Compito assegnato 1:
Secondo il brano del documento riportato di seguito, perché in Asia una metropolitana che sembra perdersi nel nulla o una rotta aerea apparentemente ingiustificata non va giudicata uno spreco? Risponda in non più di tre frasi.

Brano del documento:
A nni fa la Catay Pacific pubblicizzava lo scalo di Hong Kong, sua base operativa, dicendo che in un raggio di circa 5 ore d’aereo era compresa quasi metà della popolazione mondiale. Il senso del messaggio non era banalmente quantitativo ma culturale e persino politico. In Asia hanno preso alla lettera l’insegnamento dei Romani che le civiltà si diffondono e si consolidano con le strade, le connessioni e i traffici, e non è raro vedere una metropolitana che sembra inizialmente perdersi nel nulla o una nuova rotta aerea che sembra ingiustificata, uno spreco.

S alvo poi notare, passati un paio d’anni, lo sviluppo di un nuovo territorio. L’Asia è come un cervello con reti neurali e sinapsi fatte di collegamenti e di logistica, componenti e discipline indispensabili a un’economia in sviluppo, all’interscambio, al miglioramento e non al declino. In 15 anni i cinesi hanno ad esempio costruito 38mila chilometri di ferrovie ad alta velocità, una ragnatela che fornisce una valida alternativa al trasporto aereo, pur in crescita. Da Hong Kong si raggiunge Pechino in treni comodi e silenziosi in sole nove ore a una media di 270 chilometri all’ora.

Interrompo l’esemplificazione: non è necessario infierire quando – ritornando in questa isolata e marginalizzata Sardegna – il tempo medio di viaggio in treno da Olbia a Cagliari è di 3 ore e 37 minuti per percorrere 193 km – il treno più veloce impiega 3 ore e 20 minuti, alleluia. Stiamo parlando di neanche 89 chilometri all’ora ottenuti nell’unica dorsale ferroviaria che, dopo 160 anni dall’unità d’Italia e dopo 74 anni dalle prime elezioni regionali sarde, dovrebbe rappresentare il fiore all’occhiello della proposta pubblica dei trasporti interni. Stendiamo un velo sullo pseudo-treno senza neanche toilette che disonora la tratta tra Nuoro e Macomer, sul disfacimento della rete dei trenini verdi che avrebbero potuto essere un potente strumento di differenziazione turistica, sullo stato comatoso della rete stradale che ogni giorno peggiora in termini di qualità e manutenzione.

Dati in ingresso:

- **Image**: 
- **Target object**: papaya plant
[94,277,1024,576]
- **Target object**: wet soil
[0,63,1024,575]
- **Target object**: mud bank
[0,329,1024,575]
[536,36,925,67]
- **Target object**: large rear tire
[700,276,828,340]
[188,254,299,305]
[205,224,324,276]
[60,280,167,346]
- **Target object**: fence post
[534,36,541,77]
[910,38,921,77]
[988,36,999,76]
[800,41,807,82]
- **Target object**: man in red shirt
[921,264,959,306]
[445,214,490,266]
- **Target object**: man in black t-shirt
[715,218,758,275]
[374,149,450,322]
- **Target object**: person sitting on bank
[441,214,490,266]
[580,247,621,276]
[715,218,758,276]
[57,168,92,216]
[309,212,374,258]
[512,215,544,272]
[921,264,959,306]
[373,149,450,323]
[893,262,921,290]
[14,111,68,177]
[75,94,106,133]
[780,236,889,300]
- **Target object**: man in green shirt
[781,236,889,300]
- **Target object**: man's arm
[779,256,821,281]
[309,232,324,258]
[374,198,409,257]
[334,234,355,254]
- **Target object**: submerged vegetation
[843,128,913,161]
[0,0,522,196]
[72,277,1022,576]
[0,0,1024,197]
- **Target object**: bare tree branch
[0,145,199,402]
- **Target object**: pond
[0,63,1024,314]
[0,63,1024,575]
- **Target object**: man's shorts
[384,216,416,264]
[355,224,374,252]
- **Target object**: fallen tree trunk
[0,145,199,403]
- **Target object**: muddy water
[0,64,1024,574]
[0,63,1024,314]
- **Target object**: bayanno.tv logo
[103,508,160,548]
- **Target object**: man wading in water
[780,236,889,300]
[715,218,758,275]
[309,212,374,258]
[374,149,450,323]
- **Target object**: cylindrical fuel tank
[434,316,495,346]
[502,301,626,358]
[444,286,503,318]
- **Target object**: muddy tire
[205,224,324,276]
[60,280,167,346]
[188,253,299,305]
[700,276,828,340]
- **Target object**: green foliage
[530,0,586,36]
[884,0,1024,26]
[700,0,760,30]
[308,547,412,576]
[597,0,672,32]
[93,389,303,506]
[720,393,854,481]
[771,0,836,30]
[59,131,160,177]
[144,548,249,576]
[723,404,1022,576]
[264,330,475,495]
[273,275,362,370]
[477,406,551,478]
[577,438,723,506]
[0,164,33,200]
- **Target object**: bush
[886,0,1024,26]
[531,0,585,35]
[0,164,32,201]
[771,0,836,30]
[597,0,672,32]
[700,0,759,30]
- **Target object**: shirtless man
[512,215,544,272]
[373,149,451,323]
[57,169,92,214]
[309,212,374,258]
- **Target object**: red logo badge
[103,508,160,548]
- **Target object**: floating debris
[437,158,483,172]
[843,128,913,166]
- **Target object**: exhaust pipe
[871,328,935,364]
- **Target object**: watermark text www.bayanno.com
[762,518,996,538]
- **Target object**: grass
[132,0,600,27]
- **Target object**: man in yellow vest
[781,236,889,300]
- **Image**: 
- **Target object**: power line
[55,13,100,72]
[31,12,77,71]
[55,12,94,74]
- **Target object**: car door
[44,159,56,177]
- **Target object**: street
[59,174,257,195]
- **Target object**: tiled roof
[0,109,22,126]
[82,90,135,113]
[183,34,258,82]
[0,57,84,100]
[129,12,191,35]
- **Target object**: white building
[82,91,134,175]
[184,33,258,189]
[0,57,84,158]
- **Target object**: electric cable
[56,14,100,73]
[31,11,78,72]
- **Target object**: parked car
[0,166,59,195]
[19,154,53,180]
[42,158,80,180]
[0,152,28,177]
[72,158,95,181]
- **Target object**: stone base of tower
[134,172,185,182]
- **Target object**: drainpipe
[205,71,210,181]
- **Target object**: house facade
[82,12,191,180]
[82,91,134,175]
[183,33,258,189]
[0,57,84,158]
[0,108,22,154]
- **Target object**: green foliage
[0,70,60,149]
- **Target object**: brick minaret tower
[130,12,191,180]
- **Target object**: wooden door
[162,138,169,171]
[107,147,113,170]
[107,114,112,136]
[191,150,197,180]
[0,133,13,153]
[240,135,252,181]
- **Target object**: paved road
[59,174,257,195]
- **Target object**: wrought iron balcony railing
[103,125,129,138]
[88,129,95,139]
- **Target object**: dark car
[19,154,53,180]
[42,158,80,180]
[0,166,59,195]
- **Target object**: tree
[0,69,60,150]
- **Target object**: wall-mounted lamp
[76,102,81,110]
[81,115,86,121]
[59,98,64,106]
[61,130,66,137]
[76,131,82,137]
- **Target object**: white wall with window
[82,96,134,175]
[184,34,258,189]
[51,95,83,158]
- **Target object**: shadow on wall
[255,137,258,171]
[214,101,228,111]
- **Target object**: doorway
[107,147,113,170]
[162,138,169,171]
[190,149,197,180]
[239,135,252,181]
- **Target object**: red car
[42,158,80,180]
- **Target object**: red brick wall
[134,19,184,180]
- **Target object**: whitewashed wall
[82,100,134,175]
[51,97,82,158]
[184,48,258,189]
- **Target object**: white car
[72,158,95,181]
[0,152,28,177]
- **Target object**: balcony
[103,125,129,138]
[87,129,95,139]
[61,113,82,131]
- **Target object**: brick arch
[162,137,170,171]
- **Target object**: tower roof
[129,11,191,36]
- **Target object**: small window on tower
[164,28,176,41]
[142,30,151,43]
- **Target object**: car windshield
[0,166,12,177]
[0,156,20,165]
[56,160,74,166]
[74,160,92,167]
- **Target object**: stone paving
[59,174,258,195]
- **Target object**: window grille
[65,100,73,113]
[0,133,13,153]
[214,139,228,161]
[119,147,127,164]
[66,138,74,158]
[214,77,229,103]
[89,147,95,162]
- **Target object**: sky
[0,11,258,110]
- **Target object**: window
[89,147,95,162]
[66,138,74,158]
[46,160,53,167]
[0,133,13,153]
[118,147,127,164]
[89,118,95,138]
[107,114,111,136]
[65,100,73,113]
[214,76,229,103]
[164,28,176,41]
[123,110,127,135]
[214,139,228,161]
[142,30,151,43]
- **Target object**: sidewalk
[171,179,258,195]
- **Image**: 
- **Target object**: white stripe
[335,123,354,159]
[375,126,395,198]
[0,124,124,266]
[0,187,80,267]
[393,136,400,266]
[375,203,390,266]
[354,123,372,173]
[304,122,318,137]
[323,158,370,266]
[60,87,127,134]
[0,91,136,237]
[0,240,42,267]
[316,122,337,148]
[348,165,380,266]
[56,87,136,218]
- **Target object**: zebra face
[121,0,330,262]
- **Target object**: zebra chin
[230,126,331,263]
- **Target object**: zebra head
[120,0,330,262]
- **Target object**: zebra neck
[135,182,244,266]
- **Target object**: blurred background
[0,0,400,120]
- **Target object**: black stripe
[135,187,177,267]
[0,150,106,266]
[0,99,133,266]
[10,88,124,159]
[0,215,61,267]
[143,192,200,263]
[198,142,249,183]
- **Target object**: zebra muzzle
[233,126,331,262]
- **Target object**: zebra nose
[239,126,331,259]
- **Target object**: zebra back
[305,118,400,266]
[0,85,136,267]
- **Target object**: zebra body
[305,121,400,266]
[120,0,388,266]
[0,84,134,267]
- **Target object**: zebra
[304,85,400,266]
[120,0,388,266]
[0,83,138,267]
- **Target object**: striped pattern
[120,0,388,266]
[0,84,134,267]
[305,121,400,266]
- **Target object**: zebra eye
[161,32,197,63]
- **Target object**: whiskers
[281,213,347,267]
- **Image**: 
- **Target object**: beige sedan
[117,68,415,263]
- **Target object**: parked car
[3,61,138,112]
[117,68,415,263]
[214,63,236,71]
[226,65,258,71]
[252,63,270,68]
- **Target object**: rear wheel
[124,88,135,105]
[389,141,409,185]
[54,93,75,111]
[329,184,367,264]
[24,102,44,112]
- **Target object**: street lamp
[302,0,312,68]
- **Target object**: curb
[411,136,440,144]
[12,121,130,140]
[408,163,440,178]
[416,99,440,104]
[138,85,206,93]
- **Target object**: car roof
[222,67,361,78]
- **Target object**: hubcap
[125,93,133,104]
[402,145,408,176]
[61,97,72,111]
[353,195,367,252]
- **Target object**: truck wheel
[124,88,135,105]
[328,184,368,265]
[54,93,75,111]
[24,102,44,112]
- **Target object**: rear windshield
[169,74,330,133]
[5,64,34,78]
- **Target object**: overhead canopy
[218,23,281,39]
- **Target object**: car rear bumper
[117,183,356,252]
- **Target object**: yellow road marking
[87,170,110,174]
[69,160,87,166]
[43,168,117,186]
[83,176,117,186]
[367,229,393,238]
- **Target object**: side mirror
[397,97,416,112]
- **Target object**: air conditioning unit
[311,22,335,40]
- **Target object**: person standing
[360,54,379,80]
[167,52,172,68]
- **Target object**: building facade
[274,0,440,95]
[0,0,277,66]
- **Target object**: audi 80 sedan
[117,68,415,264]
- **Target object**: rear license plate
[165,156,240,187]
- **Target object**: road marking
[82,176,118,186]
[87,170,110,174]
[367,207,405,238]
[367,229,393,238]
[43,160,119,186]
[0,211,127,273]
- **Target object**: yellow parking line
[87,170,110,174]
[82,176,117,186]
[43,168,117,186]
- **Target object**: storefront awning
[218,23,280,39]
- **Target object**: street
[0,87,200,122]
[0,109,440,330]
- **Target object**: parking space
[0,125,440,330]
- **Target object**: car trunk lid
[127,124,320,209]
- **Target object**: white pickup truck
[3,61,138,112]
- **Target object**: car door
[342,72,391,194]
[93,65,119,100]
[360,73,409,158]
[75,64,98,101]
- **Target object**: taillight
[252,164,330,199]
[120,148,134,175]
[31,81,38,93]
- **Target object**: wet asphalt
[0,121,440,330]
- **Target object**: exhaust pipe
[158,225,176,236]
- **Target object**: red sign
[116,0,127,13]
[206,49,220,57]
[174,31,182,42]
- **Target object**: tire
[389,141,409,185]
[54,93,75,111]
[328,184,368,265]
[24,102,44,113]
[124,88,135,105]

Compito assegnato 2:
Riscriva soltanto i record compresi tra la riga che contiene "- **Target object**: yellow road marking" e la riga che contiene "[158,225,176,236]", entrambe incluse. Sostituisca "taillight" con "rear light" e lasci invariato tutto il resto.

Risposta al compito 1:
Perché, dopo un paio d'anni, si nota lo sviluppo di un nuovo territorio. In Asia, infatti, si è preso alla lettera l'insegnamento dei Romani secondo cui le civiltà si diffondono e si consolidano con le strade, le connessioni e i traffici.

Risposta al compito 2:
- **Target object**: yellow road marking
[87,170,110,174]
[69,160,87,166]
[43,168,117,186]
[83,176,117,186]
[367,229,393,238]
- **Target object**: side mirror
[397,97,416,112]
- **Target object**: air conditioning unit
[311,22,335,40]
- **Target object**: person standing
[360,54,379,80]
[167,52,172,68]
- **Target object**: building facade
[274,0,440,95]
[0,0,277,66]
- **Target object**: audi 80 sedan
[117,68,415,264]
- **Target object**: rear license plate
[165,156,240,187]
- **Target object**: road marking
[82,176,118,186]
[87,170,110,174]
[367,207,405,238]
[367,229,393,238]
[43,160,119,186]
[0,211,127,273]
- **Target object**: yellow parking line
[87,170,110,174]
[82,176,117,186]
[43,168,117,186]
- **Target object**: storefront awning
[218,23,280,39]
- **Target object**: street
[0,87,200,122]
[0,109,440,330]
- **Target object**: parking space
[0,125,440,330]
- **Target object**: car trunk lid
[127,124,320,209]
- **Target object**: white pickup truck
[3,61,138,112]
- **Target object**: car door
[342,72,391,194]
[93,65,119,100]
[360,73,409,158]
[75,64,98,101]
- **Target object**: rear light
[252,164,330,199]
[120,148,134,175]
[31,81,38,93]
- **Target object**: wet asphalt
[0,121,440,330]
- **Target object**: exhaust pipe
[158,225,176,236]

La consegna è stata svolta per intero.